MATERIALS PROVIDED:
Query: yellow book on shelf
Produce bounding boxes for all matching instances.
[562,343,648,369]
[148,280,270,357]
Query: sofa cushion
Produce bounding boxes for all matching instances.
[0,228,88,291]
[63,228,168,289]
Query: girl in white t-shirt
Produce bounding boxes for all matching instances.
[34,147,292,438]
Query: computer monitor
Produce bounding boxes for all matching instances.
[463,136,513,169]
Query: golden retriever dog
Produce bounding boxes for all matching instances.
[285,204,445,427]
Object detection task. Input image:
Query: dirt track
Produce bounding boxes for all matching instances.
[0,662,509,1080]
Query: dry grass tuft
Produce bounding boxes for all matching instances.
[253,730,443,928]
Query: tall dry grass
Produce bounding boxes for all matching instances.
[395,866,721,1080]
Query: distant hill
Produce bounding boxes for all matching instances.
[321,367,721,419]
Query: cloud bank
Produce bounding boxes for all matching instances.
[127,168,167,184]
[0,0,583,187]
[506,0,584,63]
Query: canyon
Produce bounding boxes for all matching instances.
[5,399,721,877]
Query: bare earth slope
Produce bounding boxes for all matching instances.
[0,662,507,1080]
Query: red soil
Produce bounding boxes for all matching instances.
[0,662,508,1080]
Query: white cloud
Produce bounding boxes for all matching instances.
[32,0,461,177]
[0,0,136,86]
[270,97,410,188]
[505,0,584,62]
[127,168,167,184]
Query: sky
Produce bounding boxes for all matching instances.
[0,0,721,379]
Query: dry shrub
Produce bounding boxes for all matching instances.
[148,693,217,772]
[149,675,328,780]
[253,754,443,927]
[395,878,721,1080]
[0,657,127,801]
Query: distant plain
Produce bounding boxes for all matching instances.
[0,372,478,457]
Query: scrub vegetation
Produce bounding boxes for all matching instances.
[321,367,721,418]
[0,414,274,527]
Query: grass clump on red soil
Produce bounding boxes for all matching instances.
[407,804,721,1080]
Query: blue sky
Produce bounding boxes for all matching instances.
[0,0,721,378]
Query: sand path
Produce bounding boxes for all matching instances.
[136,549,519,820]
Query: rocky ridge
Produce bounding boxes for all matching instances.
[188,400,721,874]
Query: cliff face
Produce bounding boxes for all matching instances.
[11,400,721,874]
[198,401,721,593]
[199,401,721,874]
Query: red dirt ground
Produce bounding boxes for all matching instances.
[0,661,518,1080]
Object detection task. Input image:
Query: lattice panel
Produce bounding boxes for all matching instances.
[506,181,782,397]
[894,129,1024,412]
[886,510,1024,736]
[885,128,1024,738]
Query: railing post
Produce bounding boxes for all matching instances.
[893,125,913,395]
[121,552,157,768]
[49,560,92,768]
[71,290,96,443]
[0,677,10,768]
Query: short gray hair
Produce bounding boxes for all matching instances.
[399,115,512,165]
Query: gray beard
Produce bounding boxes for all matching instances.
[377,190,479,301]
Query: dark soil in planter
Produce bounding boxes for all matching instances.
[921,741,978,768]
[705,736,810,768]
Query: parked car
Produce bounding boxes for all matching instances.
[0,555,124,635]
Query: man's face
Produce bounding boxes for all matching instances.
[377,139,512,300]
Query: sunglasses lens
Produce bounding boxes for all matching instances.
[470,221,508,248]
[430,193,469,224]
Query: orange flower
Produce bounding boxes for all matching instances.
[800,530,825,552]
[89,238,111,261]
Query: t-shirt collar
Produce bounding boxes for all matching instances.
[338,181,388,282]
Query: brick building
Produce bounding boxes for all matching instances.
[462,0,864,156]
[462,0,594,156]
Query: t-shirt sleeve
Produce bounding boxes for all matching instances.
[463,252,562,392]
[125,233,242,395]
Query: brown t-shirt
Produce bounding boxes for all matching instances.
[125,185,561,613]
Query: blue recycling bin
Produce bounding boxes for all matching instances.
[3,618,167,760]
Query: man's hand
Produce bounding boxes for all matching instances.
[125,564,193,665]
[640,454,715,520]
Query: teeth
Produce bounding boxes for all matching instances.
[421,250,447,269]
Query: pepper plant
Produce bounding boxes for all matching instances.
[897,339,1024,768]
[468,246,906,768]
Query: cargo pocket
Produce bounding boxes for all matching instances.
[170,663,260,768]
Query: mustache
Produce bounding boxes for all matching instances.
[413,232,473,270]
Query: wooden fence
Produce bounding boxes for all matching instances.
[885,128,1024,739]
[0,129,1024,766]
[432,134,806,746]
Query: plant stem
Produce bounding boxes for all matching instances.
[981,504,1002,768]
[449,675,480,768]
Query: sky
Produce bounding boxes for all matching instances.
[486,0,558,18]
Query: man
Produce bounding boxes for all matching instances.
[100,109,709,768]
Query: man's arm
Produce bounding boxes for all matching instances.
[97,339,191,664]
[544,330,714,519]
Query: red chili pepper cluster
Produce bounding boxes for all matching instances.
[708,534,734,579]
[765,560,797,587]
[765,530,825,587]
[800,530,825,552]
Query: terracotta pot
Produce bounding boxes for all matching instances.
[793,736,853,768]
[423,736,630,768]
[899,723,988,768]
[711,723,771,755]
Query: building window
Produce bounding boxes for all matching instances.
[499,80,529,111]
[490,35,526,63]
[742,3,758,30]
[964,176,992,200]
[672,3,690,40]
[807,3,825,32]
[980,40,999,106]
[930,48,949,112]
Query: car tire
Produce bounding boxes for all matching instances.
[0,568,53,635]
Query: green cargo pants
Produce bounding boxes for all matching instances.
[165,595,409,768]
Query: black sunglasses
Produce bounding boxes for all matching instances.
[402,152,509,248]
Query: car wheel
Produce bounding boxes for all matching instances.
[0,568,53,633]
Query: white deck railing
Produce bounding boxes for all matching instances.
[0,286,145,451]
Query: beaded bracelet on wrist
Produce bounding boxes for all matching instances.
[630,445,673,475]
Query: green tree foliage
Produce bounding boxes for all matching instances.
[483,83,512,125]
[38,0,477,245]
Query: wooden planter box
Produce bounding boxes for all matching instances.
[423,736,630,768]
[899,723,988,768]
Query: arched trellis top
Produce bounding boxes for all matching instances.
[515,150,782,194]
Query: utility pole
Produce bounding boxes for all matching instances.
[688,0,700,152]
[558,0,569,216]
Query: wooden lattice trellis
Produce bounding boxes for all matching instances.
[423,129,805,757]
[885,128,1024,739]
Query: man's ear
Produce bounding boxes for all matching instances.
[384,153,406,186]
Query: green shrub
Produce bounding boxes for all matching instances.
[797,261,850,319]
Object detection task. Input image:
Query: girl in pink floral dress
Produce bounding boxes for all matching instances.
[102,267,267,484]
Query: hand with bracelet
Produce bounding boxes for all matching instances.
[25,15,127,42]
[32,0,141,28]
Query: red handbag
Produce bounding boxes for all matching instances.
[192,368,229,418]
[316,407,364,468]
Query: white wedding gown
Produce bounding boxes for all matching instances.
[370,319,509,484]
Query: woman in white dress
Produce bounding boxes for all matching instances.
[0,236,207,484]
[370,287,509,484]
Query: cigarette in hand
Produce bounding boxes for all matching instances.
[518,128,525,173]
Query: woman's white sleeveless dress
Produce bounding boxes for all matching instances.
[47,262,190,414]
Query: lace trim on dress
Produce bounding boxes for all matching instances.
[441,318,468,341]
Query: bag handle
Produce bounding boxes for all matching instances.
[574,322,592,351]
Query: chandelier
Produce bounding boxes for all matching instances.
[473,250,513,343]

EXERCISE:
Rewrite all the records with "matching instances" swapped for "matching objects" wherever it appears, leaving everything else unchanged.

EXERCISE RESPONSE:
Query: yellow book on shelf
Produce bounding boxes for all matching objects.
[562,343,648,369]
[148,280,270,357]
Query: sofa cushion
Produce bounding boxes for all matching objects.
[0,228,88,291]
[63,228,168,289]
Query: girl in white t-shirt
Produce bounding boxes for all matching objects.
[34,147,292,438]
Query: computer monitor
Produce bounding boxes for all matching objects.
[463,136,513,169]
Query: golden retriever dog
Produce bounding boxes for all matching objects.
[285,204,445,427]
Object detection task. Input image:
Query: dirt track
Produce bounding boxes for all matching objects.
[0,662,509,1080]
Query: dry grass tuft
Produce bounding boxes for all matching objects.
[253,730,443,928]
Query: tall dry grass
Produce bounding boxes for all matching objects.
[395,866,721,1080]
Query: distant hill
Produce bounding boxes for all matching objects.
[321,367,721,419]
Query: cloud bank
Produce bounding boxes for all matching objects.
[127,168,167,184]
[0,0,583,187]
[506,0,584,63]
Query: canyon
Produce bounding boxes for all matching objects.
[5,399,721,877]
Query: bare earth slope
Produce bounding boxes for all matching objects.
[0,662,507,1080]
Query: red soil
Produce bounding boxes for all matching objects.
[0,662,508,1080]
Query: white cloud
Produce bounding boxes for all matching objects.
[32,0,461,177]
[0,0,136,86]
[270,97,410,188]
[505,0,584,62]
[127,168,167,184]
Query: sky
Produce bounding boxes for all matching objects.
[0,0,721,379]
Query: dry shrub
Produce bounding boxes for all matching objects.
[148,693,217,772]
[149,675,328,780]
[253,754,443,927]
[395,878,721,1080]
[0,657,127,801]
Query: distant plain
Produce bounding boxes for all matching objects.
[0,372,478,457]
Query: scrub vegetation
Produce bounding boxes for all matching objects.
[321,367,721,418]
[0,414,274,527]
Query: grass clump on red soil
Produce bounding boxes for all matching objects.
[407,804,721,1080]
Query: blue sky
Produce bounding boxes for all matching objects.
[0,0,721,378]
Query: sand path
Produce bounding boxes for all matching objects.
[136,549,519,820]
Query: rocky ridge
Produce bounding boxes for all matching objects.
[188,400,721,874]
Query: cliff face
Produce bounding boxes for all matching objects.
[11,400,721,874]
[198,401,721,593]
[199,401,721,874]
Query: red dirt ground
Produce bounding boxes for all matching objects.
[0,661,518,1080]
Object detection task. Input image:
Query: lattice panel
Produce bounding boxes for all matching objects.
[506,181,782,397]
[894,129,1024,412]
[886,510,1024,736]
[885,128,1024,738]
Query: railing post
Produce bounding boxes for all matching objects.
[893,125,913,395]
[121,552,157,768]
[49,560,92,768]
[71,290,96,443]
[0,677,10,768]
Query: short gray hair
Produce bounding boxes for all matching objects.
[399,115,512,165]
Query: gray beard
Produce bounding boxes for all matching objects.
[377,190,479,301]
Query: dark soil in planter
Produce bounding boxes for all matching objects.
[921,741,978,768]
[705,736,810,768]
Query: parked car
Produce bounding boxes for all matching objects.
[0,555,124,635]
Query: man's face
Produce bounding boxes for all matching objects.
[377,139,512,300]
Query: sunglasses lens
Produce bounding boxes for all matching objects.
[470,221,508,248]
[430,193,469,224]
Query: orange flower
Produce bounding boxes for all matching objects.
[800,530,825,552]
[89,238,111,261]
Query: t-shirt collar
Produce bounding boxes for all matching objects.
[338,181,388,282]
Query: brick building
Produce bounding boxes for all matching objects.
[462,0,864,156]
[462,0,594,156]
Query: t-shirt sleeve
Produce bounding boxes for all matching objects.
[463,252,562,392]
[125,233,242,395]
Query: brown t-shirt
Produce bounding boxes for all matching objects.
[125,185,561,613]
Query: blue recycling bin
Produce bounding boxes for all matching objects.
[3,618,167,760]
Query: man's hand
Produce bounding boxes for all matching objects.
[125,564,193,665]
[640,454,715,520]
Query: teeth
Produce bounding boxes for all matching objects.
[421,250,447,269]
Query: pepper plant
Produce bounding boxes for all matching objects.
[897,339,1024,768]
[468,246,906,768]
Query: cargo pocket
Produce bounding boxes for all matching objects.
[170,663,260,768]
Query: mustache
Produce bounding boxes for all matching objects.
[413,232,473,270]
Query: wooden fence
Produce bounding boxes for all matching objects.
[885,128,1024,739]
[0,129,1024,766]
[432,134,806,746]
Query: plant stem
Produce bounding boxes for all matching objects.
[981,504,1002,768]
[449,675,480,768]
Query: sky
Produce bounding boxes for all matching objects.
[486,0,558,18]
Query: man
Produce bounding boxes for all matching objects.
[100,109,709,768]
Query: man's arm
Produce bounding boxes for all matching objects.
[97,339,191,664]
[544,330,714,519]
Query: red chili pepper cluster
Produce bounding boxes for all matching objects.
[708,534,734,579]
[765,560,797,587]
[765,530,825,587]
[800,530,825,552]
Query: terracotta pot
Produce bounding boxes for all matching objects.
[793,736,853,768]
[423,736,630,768]
[899,723,988,768]
[711,723,771,755]
Query: building window
Produce bounding boxes for all matching objects.
[499,80,529,111]
[490,35,526,63]
[742,3,758,30]
[964,176,992,200]
[672,3,690,40]
[807,3,825,32]
[980,40,999,106]
[930,48,949,112]
Query: car tire
Produce bounding boxes for all matching objects.
[0,568,53,635]
Query: green cargo pants
Produce bounding boxes for all matching objects.
[165,595,409,768]
Query: black sunglasses
Produce bounding boxes for all matching objects.
[402,152,509,248]
Query: car wheel
Produce bounding boxes for all matching objects.
[0,568,53,633]
Query: white deck railing
Produce bounding boxes for all matching objects.
[0,286,145,451]
Query: beaded bracelet on wrist
Produce bounding boxes for all matching objects.
[630,445,673,475]
Query: green tree foliage
Produce bounding boxes for all matching objects.
[483,83,512,125]
[38,0,477,245]
Query: wooden planter box
Produce bounding boxes for all matching objects.
[423,736,630,768]
[899,723,988,768]
Query: arched trellis top
Produce bounding boxes for all matching objects.
[515,150,782,194]
Query: utility pole
Produce bounding boxes for all matching objects.
[688,0,700,152]
[558,0,569,216]
Query: wooden lattice trellis
Produce bounding boxes for all matching objects.
[423,129,805,757]
[885,128,1024,739]
Query: man's ear
Produce bounding boxes for all matching objects.
[384,153,406,186]
Query: green shrub
Produce bounding boxes for all matching objects.
[797,261,850,319]
Object detection task. Input image:
Query: girl in pink floral dress
Produce bounding boxes for all matching objects.
[102,267,267,484]
Query: hand with bracelet
Produce bounding boxes for all matching objects.
[25,15,127,42]
[32,0,141,28]
Query: red handbag
Produce bounding boxes for all matching objects.
[192,368,229,418]
[316,407,364,468]
Query: white wedding gown
Produce bounding boxes for all matching objects.
[370,319,509,484]
Query: woman in white dress
Produce bounding boxes for all matching objects.
[0,236,207,484]
[370,287,509,484]
Query: cigarette in hand
Produce bounding boxes for all matching objects.
[518,128,525,173]
Query: woman's white sleeveless dress
Produce bounding boxes for all matching objects.
[47,262,190,414]
Query: lace trim on dress
Produce bounding boxes for all matching objects.
[441,318,468,341]
Query: bag handle
Produce bounding boxes for all matching objects.
[574,322,592,351]
Query: chandelier
Produce bounding boxes for all matching objects.
[473,250,513,343]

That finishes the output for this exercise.